Muslims in the United States are standing up and fighting against discrimination, writes Negar Azimi

Four American Muslim groups have filed a lawsuit against United States Attorney General John Ashcroft and federal immigration officials at the Immigration and Naturalisation Service (INS) over the detention of hundreds of Muslim men in California last month.

The coalition, composed of the Arab-American Anti- Discrimination Committee, the Alliance of Iranian Americans, the Council on American-Muslim Relations and the National Council of Pakistani Americans, filed a lawsuit in Los Angeles Federal Court on 24 December, alleging that immigration officials unlawfully arrested and detained men between 16 and 18 December in the state of California. Immigration lawyers say that between 500 and 1,000 men who had voluntarily come to register themselves under new security legislation were detained and, according to some accounts, strip- searched and interrogated amidst inhumane conditions.

Federal officials tell a different version. Official estimates placed the number of arrests at 227 -- all registered for overstaying visas, though some INS accounts have recently shifted the estimate to over 400. INS spokesman Francisco Arcaute has refuted allegations surrounding the inhumane nature of the detentions: "We understand there has been a bit of crowding, but my understanding is that we are meeting basic needs."

Meanwhile, immigration lawyers have said that many of the detained were in the midst of the arduous process of obtaining green cards or simply in limbo with minor visa complications.

Since last month, Muslim men have lined up en masse at immigration offices to be registered. The new measures are part of a large- scale security crackdown in the aftermath of 11 September, targeting men from more than 20 Arab and Muslim nations who lack permanent resident status in the US.

_OBJECTIVE_
Resume the article on the lawsuit over the detention of Muslim men in California, starting after its final sentence.

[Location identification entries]
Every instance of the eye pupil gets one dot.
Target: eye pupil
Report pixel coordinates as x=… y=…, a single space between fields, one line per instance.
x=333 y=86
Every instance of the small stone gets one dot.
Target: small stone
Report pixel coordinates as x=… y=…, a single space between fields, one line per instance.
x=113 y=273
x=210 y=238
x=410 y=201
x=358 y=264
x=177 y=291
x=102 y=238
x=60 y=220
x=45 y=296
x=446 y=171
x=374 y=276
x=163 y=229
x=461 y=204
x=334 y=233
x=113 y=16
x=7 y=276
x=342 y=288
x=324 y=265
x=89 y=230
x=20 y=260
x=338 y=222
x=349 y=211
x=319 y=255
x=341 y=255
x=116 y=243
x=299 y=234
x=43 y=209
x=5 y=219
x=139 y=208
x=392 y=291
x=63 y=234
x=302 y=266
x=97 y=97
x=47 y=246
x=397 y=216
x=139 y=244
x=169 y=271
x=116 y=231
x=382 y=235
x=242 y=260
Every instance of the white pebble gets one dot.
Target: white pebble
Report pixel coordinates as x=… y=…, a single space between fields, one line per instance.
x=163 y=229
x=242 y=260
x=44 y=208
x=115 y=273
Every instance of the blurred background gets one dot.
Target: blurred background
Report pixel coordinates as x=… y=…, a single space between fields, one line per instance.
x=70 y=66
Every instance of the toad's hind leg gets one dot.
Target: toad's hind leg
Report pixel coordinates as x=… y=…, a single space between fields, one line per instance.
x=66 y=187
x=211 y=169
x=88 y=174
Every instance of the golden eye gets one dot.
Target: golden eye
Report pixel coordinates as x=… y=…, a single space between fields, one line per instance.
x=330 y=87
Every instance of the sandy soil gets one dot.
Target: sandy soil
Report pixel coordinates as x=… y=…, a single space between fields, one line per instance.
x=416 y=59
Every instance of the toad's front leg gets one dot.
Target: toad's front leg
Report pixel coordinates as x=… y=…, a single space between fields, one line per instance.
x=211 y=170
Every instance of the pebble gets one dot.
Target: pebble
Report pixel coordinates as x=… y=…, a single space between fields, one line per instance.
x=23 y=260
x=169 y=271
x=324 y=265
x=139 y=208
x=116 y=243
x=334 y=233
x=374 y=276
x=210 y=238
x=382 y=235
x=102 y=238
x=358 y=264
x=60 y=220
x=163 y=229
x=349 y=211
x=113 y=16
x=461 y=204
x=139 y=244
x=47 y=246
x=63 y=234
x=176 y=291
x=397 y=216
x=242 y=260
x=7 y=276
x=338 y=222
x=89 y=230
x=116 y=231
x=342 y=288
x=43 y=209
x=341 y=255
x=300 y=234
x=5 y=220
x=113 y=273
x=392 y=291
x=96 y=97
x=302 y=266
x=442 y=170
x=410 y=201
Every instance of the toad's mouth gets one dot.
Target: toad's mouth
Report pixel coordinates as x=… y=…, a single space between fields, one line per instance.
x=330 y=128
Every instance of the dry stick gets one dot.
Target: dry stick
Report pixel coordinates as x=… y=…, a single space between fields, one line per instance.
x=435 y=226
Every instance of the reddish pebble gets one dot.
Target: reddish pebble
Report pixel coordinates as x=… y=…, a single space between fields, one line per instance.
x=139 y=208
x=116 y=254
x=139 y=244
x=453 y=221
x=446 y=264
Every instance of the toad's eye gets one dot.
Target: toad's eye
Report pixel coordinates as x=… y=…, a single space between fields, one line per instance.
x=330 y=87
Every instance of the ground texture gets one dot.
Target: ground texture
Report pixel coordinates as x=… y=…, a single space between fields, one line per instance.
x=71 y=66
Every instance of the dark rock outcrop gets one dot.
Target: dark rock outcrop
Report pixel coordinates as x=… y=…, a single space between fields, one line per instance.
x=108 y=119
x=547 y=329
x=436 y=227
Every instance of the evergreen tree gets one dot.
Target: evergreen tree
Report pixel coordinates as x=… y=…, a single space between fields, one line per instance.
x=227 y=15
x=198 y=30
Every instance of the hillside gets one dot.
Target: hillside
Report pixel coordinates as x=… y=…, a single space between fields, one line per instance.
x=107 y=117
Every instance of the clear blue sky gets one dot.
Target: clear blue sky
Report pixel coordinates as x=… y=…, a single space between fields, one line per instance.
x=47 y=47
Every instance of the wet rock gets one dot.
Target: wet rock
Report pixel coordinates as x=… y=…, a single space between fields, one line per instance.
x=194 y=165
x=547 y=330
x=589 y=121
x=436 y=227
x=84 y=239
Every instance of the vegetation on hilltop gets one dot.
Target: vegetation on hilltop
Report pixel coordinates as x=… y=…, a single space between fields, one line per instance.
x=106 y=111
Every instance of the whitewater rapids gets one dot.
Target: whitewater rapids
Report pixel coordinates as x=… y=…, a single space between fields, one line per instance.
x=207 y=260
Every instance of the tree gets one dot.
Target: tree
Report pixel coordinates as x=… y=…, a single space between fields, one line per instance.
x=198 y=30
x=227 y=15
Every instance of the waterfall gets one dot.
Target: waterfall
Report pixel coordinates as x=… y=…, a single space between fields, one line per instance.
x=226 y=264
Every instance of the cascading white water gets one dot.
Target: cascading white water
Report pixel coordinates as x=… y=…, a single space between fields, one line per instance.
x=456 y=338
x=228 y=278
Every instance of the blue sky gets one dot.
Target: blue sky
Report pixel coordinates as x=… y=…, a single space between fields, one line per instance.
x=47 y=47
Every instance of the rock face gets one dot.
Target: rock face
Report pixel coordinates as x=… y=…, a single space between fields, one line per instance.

_EXPECTED ANSWER_
On the first anniversary of the September attacks, the US government launched the National Security Entry Exit Registration System (NSEERS), initially targeting males over the age of 16 from Iran, Iraq, Libya, Syria and Sudan -- requiring them to be interviewed, photographed and fingerprinted by federal authorities. Persons in question must also submit information surrounding their job, visa and student status in routine fashion.

An additional 13 countries were added to the list in October. California is among the first states where non-resident men have been forced to register, while other states have been given later dates.

The coalition of interest groups argues that it is illegal to arrest and deport people who are eligible to apply for legal status based on employment or family ties. Furthermore, they argue that detainees are being held without bail or bond and are subject to deportation without due process. The groups have demanded an injunction, ordering the government to refrain from arresting additional persons without appropriate warrants from federal judges, as well as an order preventing the deportation of detainees without due process. When last contacted, the INS declined to comment on the nature of the demands or the lawsuit at large.

In Los Angeles in particular, the Justice Department's new security measures involving Muslim men have provoked controversy amidst the sizeable Iranian-American community, where roughly 600,000 Iranians -- most of them living in exile in the aftermath of the 1979 Islamic Revolution -- make their home. An estimated 3,000 took to the streets in a peaceful protest on 18 December following the detentions. Protesters carried banners reading, "What's next? Concentration camps?" and "What happened to liberty and justice?"

The new measures have sent waves of fear through American Muslim communities. Babak Sotoodeh of the Alliance of Iranian- Americans told Al-Ahram Weekly that "the Iranian-American community is outraged at the maltreatment that its members have been receiving at the hands of the INS." He continued: "We have been receiving and documenting the horror stories of defenceless Iranian immigrants, who, in their efforts to be law- abiding citizens and to comply with the call of President Bush to combat terrorism by complying with the special registration law, have come to INS offices and have faced wholesale arrests, without any proper justification."

Aslam Abdullah, member of the executive board of the Muslim Public Affairs Council, said the council has received hundreds of complaints.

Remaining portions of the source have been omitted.